- WHAT THIS TASK INVOLVES: Give every line back verbatim, dropping all images.

- GIVEN ENTRIES:
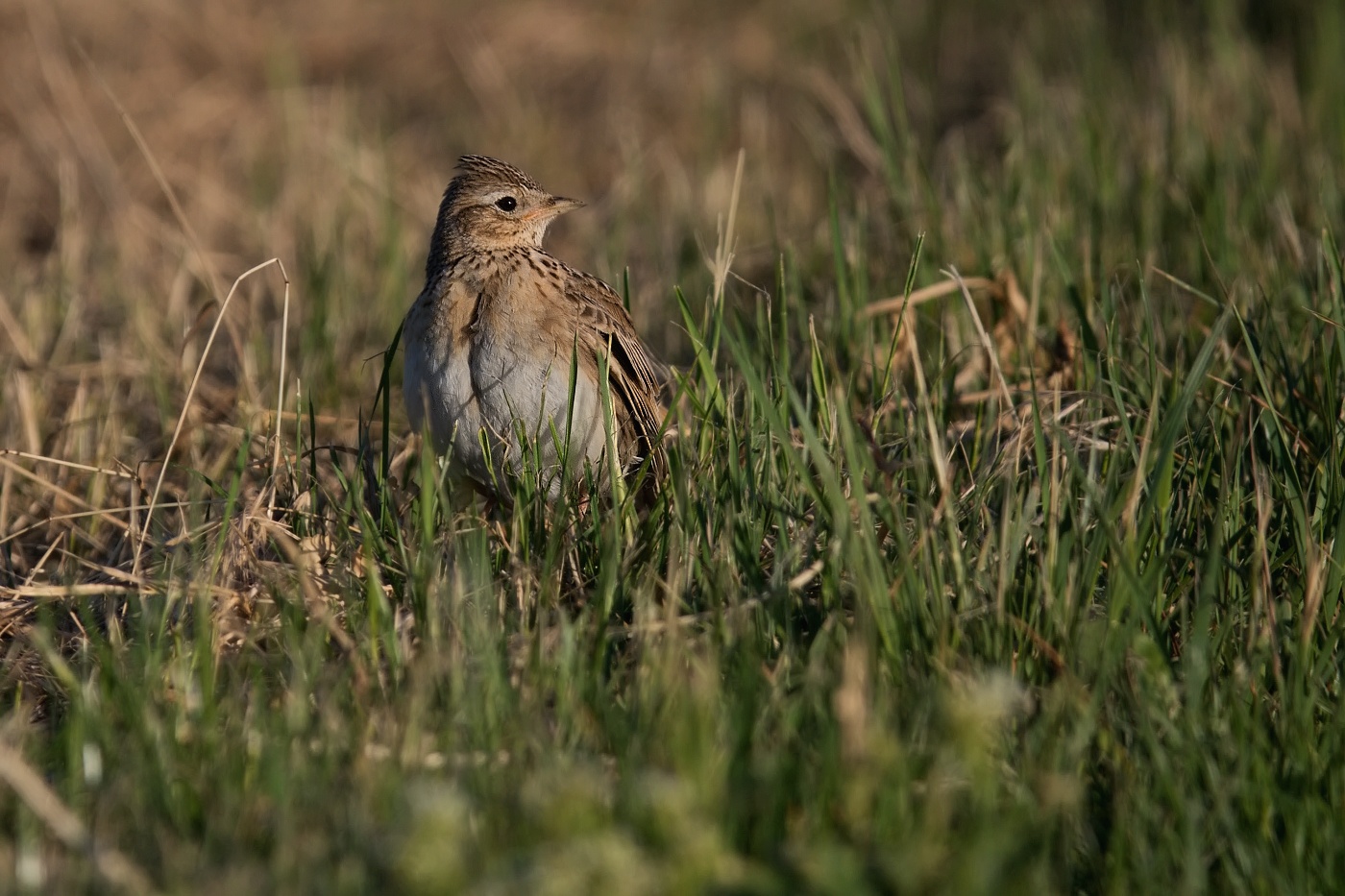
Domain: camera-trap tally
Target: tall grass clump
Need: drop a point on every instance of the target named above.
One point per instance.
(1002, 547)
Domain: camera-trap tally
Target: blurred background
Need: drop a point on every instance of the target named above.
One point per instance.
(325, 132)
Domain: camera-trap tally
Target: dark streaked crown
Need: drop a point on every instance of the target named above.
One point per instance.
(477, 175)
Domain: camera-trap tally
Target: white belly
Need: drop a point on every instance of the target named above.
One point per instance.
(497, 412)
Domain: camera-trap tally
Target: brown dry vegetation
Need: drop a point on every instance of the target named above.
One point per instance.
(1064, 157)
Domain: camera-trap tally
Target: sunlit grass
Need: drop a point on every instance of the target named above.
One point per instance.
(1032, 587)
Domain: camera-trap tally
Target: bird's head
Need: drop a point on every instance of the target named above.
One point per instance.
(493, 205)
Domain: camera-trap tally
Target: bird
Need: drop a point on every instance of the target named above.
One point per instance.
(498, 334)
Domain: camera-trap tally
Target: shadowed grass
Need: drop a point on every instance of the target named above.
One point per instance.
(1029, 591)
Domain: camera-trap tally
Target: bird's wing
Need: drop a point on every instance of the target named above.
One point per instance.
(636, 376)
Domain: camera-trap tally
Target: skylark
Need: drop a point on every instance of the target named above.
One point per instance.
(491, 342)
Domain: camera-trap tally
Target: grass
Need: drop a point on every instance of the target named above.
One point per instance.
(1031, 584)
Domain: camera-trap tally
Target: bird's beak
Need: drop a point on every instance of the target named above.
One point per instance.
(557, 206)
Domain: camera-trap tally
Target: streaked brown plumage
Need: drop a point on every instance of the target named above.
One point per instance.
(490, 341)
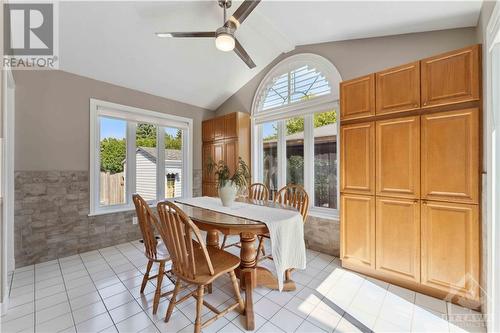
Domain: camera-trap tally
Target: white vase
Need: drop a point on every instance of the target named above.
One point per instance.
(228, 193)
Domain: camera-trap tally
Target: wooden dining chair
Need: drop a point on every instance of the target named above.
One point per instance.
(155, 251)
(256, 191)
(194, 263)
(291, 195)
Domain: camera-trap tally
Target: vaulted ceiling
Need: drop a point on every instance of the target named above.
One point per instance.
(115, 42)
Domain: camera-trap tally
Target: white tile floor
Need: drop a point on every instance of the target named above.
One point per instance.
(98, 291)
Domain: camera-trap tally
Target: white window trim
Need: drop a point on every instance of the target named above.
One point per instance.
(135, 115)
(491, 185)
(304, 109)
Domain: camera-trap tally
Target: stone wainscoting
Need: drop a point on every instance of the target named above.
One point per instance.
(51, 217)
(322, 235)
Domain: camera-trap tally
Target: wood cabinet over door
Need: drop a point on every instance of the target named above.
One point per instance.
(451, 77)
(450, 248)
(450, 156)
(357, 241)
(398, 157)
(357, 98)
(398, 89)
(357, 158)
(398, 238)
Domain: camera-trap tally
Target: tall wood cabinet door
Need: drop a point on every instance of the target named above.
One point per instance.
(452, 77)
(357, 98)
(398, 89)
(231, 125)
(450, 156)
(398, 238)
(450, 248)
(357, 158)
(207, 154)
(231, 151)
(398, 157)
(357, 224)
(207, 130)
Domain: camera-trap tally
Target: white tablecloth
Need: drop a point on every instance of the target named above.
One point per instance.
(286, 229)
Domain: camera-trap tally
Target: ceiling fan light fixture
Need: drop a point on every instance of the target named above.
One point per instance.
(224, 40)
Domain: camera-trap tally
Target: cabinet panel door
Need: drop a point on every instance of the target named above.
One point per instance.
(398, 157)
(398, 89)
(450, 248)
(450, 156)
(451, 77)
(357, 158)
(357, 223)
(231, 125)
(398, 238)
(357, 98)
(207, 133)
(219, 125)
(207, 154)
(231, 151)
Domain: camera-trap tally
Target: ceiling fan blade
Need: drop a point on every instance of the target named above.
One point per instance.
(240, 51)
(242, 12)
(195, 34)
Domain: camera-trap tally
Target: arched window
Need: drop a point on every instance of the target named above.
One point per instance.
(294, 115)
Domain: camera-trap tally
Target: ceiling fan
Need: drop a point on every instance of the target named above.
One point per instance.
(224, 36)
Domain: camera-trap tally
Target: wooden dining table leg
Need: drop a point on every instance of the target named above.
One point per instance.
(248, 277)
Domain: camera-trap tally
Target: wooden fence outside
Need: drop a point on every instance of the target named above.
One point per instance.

- OUTPUT OF THE TASK:
Domain: camera-trap tally
Target: tall grass clump
Need: drop a point on every instance of the target named above.
One point per instance.
(1002, 547)
Domain: camera-trap tally
Target: blurred background
Need: drop a point on every instance of the target named above.
One point per instance.
(325, 132)
Domain: camera-trap tally
Target: dark streaked crown
Need: drop a point on every instance of the target named above.
One point per instance.
(477, 175)
Domain: camera-trap tally
Target: white belly
Need: drop a point on every instance of the target named above.
One point per instance.
(497, 412)
Domain: camera-trap tally
Target: brown dry vegetation
Need: drop a point on every instance of the target named above.
One point per instance.
(1064, 157)
Domain: camera-trap tally
Target: sunlit grass
Need: drop a point on every instance of the target named above.
One point per instance.
(1032, 587)
Domain: camera-trap tally
Target: bird's head
Need: drop a point on every instance of the target named above.
One point per instance.
(493, 205)
Domain: camera-trap tally
Target: bird
Need: drop a point on every instance of the target named above.
One point per instance.
(498, 334)
Domain: camera-trap tally
Target: shadowed grass
Need: drop a point on every instance of the target named above.
One point per instance.
(1029, 591)
Domain: camera-trap tally
Target: bird's wing
Need: drop a point on every instance of the target named above.
One point per instance.
(636, 376)
Domain: camera-trap tally
Target: skylark
Need: drop a point on every instance of the target named above.
One point per instance.
(491, 342)
Domain: camera-trap tally
Target: grass
Need: drop a point on every instance of the target named above.
One point per instance.
(1031, 584)
Domain: camera-trap tally
Target: bird's beak
Need: drop a point on every instance of the target named above.
One point per instance.
(557, 206)
Domain: camera-trap tally
Target: streaked brown plumage
Need: drop a point on every instance of the target named above.
One point per instance.
(490, 341)
Domain: camera-trap tally
Target: white vase
Need: drop a point on every instance of the target named above.
One point per instance.
(228, 193)
Domain: camera-trap tally
Target: wooden dining chair
Need: drop a point on every instance of the target named above.
One point per instance.
(155, 251)
(256, 191)
(194, 263)
(291, 195)
Domain: camera-trap tally
Target: vaulted ceiling
Need: drop a point on every instance of the target named above.
One point per instance.
(115, 42)
Domain: camera-trap tally
Target: white tile floor
Need: drop a point on every instance of the target named above.
One point per instance.
(98, 291)
Domain: camera-trap tally
Target: white window trim
Need: drop a point on every instance of the target named above.
One point per instance.
(135, 115)
(491, 185)
(304, 109)
Domain: camera-trap tally
Target: stone wainscoting
Need: drop a point on every instance of the target named above.
One point per instance.
(51, 217)
(322, 235)
Domain: camera-trap tally
Target: wood cabinet over door
Need: drop a point on every instance of the target named above.
One point per instance.
(451, 77)
(450, 248)
(450, 156)
(357, 241)
(398, 157)
(357, 98)
(398, 89)
(357, 158)
(398, 238)
Domain: camera-trap tally
Target: tall wood cabinet door
Need: drop a point on every instance of the target named above.
One point per instance.
(452, 77)
(357, 98)
(398, 89)
(231, 125)
(450, 156)
(398, 238)
(450, 248)
(357, 158)
(207, 154)
(231, 151)
(398, 157)
(357, 224)
(207, 130)
Domain: camera-trap tally
Target: white tablecloth
Need: drop a point on every instance of the target named above.
One point per instance.
(286, 229)
Domain: camera-trap tally
Target: ceiling fan light fixture
Need: drop a point on every instance of the target named above.
One point per instance.
(224, 40)
Domain: camera-trap tally
Target: cabinet panel door
Need: drop a point on every instance of the target named above.
One point per instance.
(398, 157)
(398, 89)
(450, 248)
(450, 156)
(451, 77)
(357, 158)
(357, 223)
(231, 125)
(398, 238)
(357, 98)
(207, 133)
(219, 125)
(207, 154)
(231, 151)
Domain: camera-trap tally
Target: ceiling fan blade
Need: drop a point on every instance of the target named above.
One point per instance.
(240, 51)
(242, 12)
(195, 34)
Domain: camera-trap tally
Target: arched window
Need: drop a point on every instance of the target named above.
One point per instance.
(294, 115)
Domain: camera-trap tally
Target: ceiling fan
Need: drop a point on every instance of the target named above.
One point per instance.
(224, 36)
Domain: camera-trap tally
Target: wooden dining table leg
Need: drop a point on every instance of the target named above.
One point per instance.
(248, 277)
Domain: camera-trap tally
Target: wooden fence outside
Need: drop a point on every instance of the target named above.
One point per instance.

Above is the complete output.